# Problem requirements
Find each line in the listing below that contains the word "person", and copy those lines.

# Data
--- begin ---
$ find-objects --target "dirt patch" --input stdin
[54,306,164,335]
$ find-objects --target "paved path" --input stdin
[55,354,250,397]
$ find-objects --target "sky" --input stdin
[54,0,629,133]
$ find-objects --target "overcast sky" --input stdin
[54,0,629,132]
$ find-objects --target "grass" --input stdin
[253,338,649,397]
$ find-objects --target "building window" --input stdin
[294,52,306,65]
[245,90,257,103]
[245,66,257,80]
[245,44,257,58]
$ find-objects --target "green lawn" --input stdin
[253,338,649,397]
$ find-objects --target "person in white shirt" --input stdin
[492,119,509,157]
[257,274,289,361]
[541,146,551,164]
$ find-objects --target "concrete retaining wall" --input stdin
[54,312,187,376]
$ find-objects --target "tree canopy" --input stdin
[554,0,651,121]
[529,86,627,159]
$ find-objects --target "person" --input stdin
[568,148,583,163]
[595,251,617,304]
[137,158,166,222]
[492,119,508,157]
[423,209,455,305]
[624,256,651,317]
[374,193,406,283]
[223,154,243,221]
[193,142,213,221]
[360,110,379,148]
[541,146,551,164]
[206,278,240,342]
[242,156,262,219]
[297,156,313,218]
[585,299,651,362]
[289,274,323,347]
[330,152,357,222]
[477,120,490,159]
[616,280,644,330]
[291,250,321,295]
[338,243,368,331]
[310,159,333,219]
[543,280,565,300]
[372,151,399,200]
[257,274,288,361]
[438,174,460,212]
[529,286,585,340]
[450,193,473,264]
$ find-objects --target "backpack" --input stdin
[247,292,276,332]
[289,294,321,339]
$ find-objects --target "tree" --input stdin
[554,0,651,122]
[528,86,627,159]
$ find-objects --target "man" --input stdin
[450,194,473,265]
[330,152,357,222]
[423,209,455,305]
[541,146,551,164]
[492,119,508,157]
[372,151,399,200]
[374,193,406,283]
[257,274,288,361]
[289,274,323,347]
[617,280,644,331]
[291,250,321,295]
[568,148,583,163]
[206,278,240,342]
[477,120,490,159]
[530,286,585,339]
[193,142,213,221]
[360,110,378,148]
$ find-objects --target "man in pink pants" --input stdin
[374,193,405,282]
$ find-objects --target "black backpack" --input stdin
--- end ---
# Output of the task
$ find-objects --target "person in white shirt" --input stdin
$ find-objects --target "person" --input stdin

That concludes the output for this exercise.